Exercise — Look at the entries below and reproduce them exactly.

Data to use —
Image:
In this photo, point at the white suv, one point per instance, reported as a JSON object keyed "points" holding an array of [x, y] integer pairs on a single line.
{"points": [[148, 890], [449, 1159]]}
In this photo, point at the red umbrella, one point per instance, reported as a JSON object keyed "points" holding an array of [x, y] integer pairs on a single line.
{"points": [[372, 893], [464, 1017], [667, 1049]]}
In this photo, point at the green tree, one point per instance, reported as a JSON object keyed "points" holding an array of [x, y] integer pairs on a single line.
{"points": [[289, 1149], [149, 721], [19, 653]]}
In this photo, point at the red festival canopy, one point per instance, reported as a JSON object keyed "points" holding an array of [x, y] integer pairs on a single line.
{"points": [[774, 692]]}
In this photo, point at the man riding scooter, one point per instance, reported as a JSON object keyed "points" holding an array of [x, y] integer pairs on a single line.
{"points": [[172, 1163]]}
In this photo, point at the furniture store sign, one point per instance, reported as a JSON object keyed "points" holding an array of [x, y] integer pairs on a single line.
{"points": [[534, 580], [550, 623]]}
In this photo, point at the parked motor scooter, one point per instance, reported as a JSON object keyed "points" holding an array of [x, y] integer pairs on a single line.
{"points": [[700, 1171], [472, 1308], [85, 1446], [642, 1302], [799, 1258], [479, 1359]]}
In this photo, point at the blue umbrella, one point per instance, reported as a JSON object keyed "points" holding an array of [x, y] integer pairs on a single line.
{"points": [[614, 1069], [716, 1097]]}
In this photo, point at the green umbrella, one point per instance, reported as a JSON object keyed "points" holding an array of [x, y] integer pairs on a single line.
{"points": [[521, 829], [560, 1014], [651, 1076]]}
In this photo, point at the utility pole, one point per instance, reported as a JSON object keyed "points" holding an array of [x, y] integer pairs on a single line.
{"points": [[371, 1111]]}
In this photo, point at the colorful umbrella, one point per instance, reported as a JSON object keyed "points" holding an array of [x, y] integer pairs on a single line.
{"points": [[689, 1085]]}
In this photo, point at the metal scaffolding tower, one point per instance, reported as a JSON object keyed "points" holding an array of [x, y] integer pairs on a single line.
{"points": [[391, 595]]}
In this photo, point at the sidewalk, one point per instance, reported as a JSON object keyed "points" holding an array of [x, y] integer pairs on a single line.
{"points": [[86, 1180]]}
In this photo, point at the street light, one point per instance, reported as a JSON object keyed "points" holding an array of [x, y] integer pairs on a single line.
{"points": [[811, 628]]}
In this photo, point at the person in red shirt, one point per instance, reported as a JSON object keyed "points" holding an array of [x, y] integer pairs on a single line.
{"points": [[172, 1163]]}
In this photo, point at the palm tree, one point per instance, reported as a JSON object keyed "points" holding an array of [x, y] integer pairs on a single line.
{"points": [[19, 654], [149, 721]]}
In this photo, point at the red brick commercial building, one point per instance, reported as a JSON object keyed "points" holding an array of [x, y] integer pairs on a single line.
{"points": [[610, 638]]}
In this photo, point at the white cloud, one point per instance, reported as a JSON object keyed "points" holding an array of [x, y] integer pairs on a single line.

Written response —
Image:
In this photo, point at the white suv, one point per instance, reported as a JSON object keyed "points" holding an array of [x, y] integer pairs on a single line.
{"points": [[148, 890], [449, 1159]]}
In this photo, point at the red umbrella, one point per instance, reported as a JSON object keyed "points" holding an array of [x, y] integer pairs on a single line.
{"points": [[372, 893], [464, 1017], [667, 1049]]}
In this photo, point at the green tree, one point per instance, reported as a JSON object keyed "points" holding an array of [x, y] integer pairs on a single line.
{"points": [[289, 1149], [149, 721], [19, 653]]}
In this photo, point at the red festival canopy, one point per instance, reported as a JSON object keyed "points" holding an array of [x, y] integer pairs on a single line.
{"points": [[774, 692]]}
In this photo, point at the man riding scooter, one point per instance, reported as a JSON object keyed "points" holding an array of [x, y] integer pairs on a single line.
{"points": [[172, 1163]]}
In this photo, point at the furniture store sign, one point per instance, reported as a JSON object keyed "points" holding an array of [x, y] integer pairs on a single line.
{"points": [[534, 580], [550, 623]]}
In this photo, point at the parked motor scooter, one point per instance, reported as a JSON object keyed "points" holding an array of [x, y] integer pairs on a single line.
{"points": [[700, 1171], [472, 1308], [85, 1446], [642, 1302], [799, 1258], [479, 1359]]}
In this photo, point at the blue umbrella, one point per instance, reported as a JSON object keyed "points" holding an array of [x, y] integer pairs on a single line.
{"points": [[614, 1069], [716, 1097]]}
In this photo, point at the green umbrella, one point per instance, reported as a JSON object keyed "points" holding an array of [x, y] integer pairs on a single line.
{"points": [[521, 829], [560, 1014], [651, 1076]]}
In this photo, point at the utility pole, one point per instance, reported as a JSON object keyed "points" holding an array of [x, y] integer pairs on a single line.
{"points": [[371, 1111]]}
In this photo, point at the colorful umbrella, one point per instance, reported as a JSON object keyed "points" holding an array of [x, y] integer pairs on a single line.
{"points": [[689, 1085]]}
In this photo, point at the metal scaffolding tower, one point per instance, reported as a JSON object keyed "points" holding an array of [x, y] integer pairs on a single line.
{"points": [[391, 595]]}
In this photo, point at the sidewalk, one point per instance, reported as a JSON object keyed "points" holding an array of [x, y] integer pairs on a single line.
{"points": [[86, 1180]]}
In this photo, point at the street light, one point per instance, reported as a JSON object keyed "points" holding an array of [x, y] integer pairs on a single line.
{"points": [[811, 628]]}
In this photo, point at the person in red shirt, one point per instance, reported as a JSON object keyed "points" holding an array of [x, y] integer pairs on a single line.
{"points": [[172, 1163]]}
In this photo, point at the palm tree, one point per instance, reported as a JSON object keyed "points" holding an array of [x, y] integer pairs on a single line.
{"points": [[19, 654], [149, 721]]}
In this photo, point at the red brick commercial building, one point per instance, reported as a JSON object keyed "points" holding an array of [x, y] integer pairs on a single line.
{"points": [[610, 638]]}
In this photo, point at the white cloud, one point per instance, reported as a JSON object keyed "points" holding an array of [x, y] integer pairs on a single line.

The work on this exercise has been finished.